[Stored records]
____________

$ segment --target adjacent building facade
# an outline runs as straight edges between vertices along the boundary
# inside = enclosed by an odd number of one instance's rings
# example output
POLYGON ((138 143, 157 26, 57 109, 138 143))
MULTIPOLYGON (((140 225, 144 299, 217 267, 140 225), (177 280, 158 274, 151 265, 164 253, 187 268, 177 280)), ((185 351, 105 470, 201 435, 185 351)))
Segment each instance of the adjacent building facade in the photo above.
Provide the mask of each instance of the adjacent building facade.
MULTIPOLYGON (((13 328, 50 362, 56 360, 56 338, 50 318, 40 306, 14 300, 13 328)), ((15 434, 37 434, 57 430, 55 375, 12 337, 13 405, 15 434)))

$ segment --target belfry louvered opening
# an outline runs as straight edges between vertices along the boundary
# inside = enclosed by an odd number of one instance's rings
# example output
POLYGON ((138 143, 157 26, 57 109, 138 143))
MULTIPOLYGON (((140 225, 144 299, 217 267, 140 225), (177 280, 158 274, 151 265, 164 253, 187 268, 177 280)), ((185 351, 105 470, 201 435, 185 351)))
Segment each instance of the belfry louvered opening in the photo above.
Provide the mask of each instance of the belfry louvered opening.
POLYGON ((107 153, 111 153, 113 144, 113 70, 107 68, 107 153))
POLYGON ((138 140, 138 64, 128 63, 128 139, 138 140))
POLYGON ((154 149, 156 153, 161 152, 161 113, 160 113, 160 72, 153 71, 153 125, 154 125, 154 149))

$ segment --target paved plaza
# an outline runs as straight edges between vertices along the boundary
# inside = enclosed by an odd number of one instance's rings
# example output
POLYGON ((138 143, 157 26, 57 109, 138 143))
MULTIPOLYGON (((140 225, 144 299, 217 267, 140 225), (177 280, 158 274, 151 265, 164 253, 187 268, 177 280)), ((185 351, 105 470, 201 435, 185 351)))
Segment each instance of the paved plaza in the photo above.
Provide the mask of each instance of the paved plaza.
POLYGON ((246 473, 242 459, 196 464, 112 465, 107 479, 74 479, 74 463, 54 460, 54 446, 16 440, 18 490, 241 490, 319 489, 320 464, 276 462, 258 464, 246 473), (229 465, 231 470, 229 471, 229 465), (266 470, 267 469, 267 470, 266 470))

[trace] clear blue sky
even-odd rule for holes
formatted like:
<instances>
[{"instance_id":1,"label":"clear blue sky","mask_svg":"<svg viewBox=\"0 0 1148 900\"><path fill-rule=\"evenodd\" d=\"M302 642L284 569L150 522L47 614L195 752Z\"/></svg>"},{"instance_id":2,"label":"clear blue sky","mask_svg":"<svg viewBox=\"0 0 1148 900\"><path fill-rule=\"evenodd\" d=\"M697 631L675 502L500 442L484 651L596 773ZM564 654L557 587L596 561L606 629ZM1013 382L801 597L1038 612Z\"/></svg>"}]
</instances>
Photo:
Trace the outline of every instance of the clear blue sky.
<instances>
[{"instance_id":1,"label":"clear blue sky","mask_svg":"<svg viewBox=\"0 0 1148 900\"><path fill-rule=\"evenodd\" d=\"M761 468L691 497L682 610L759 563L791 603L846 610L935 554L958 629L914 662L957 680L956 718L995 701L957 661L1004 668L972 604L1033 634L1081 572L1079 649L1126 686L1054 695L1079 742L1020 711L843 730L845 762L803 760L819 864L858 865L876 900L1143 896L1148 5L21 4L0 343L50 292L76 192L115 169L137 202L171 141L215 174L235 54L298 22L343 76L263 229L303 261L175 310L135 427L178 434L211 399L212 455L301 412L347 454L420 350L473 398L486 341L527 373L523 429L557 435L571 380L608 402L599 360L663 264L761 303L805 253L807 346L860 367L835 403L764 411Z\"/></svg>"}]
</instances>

____________

The records above need to be duplicated. Keep every word unchanged.

$ segment --target adjacent building facade
# an outline runs as straight edges between vertices along the boundary
# inside = enclosed by an odd number of one instance's rings
# example output
POLYGON ((138 143, 157 26, 57 109, 138 143))
MULTIPOLYGON (((140 225, 144 299, 217 267, 140 225), (177 280, 158 274, 151 265, 164 253, 187 268, 177 280)), ((185 351, 105 470, 201 435, 185 351)))
Segment each instance of the adjacent building facade in the photo above.
Provide the mask of each instance of the adjacent building facade.
MULTIPOLYGON (((13 328, 50 362, 56 360, 56 338, 50 318, 40 306, 14 300, 13 328)), ((15 434, 37 434, 57 430, 55 375, 12 337, 13 405, 15 434)))

$ segment --target belfry louvered opening
# an outline runs as straight edges between vertices along the boundary
# inside = enclosed by an odd number of one instance's rings
# example output
POLYGON ((138 143, 157 26, 57 109, 138 143))
MULTIPOLYGON (((140 225, 144 299, 217 267, 140 225), (177 280, 158 274, 151 265, 164 253, 187 268, 177 280)), ((185 351, 105 470, 201 435, 185 351)))
Segment each instance of the belfry louvered opening in the photo above.
Provide the mask of each instance of the belfry louvered opening.
POLYGON ((107 153, 111 153, 113 144, 113 70, 107 68, 107 153))
POLYGON ((138 140, 138 64, 128 63, 128 139, 138 140))
POLYGON ((154 149, 156 153, 161 152, 161 113, 160 113, 160 72, 153 71, 153 125, 154 125, 154 149))

$ segment --target paved plaza
# an outline runs as straight edges between vertices along the boundary
# inside = enclosed by an odd number of one instance's rings
# example output
POLYGON ((138 143, 157 26, 57 109, 138 143))
MULTIPOLYGON (((140 225, 144 299, 217 267, 140 225), (177 280, 158 274, 151 265, 164 253, 187 268, 177 280)), ((185 351, 105 470, 201 435, 185 351)))
Segment each instance of the paved plaza in the photo above.
Provide the mask of each instance of the paved plaza.
POLYGON ((246 473, 242 459, 196 464, 112 465, 107 479, 74 479, 74 463, 54 460, 54 446, 16 440, 18 490, 241 490, 319 489, 320 464, 276 462, 258 464, 246 473), (229 465, 231 470, 229 471, 229 465), (266 470, 267 469, 267 470, 266 470))

[trace] clear blue sky
even-odd rule for holes
formatted like:
<instances>
[{"instance_id":1,"label":"clear blue sky","mask_svg":"<svg viewBox=\"0 0 1148 900\"><path fill-rule=\"evenodd\" d=\"M302 642L284 569L150 522L47 614L195 752Z\"/></svg>"},{"instance_id":2,"label":"clear blue sky","mask_svg":"<svg viewBox=\"0 0 1148 900\"><path fill-rule=\"evenodd\" d=\"M697 631L675 502L500 442L484 651L596 773ZM564 654L557 587L596 561L606 629ZM1013 382L801 597L1038 612Z\"/></svg>"}]
</instances>
Photo:
Trace the outline of every instance of the clear blue sky.
<instances>
[{"instance_id":1,"label":"clear blue sky","mask_svg":"<svg viewBox=\"0 0 1148 900\"><path fill-rule=\"evenodd\" d=\"M761 468L691 497L682 610L759 563L791 603L846 610L935 554L958 629L914 662L957 680L956 718L995 701L957 661L1004 668L972 604L1033 634L1081 572L1079 649L1126 686L1054 695L1079 742L1020 711L843 730L845 762L803 760L819 864L858 865L876 900L1143 896L1148 5L21 4L0 343L50 292L76 192L115 169L137 202L171 141L215 174L235 54L298 22L343 76L263 229L303 261L175 310L135 427L178 434L211 399L212 455L301 412L347 454L420 350L473 398L486 341L527 373L523 429L557 435L571 380L608 402L599 360L663 264L761 303L805 253L807 346L860 367L835 403L764 411Z\"/></svg>"}]
</instances>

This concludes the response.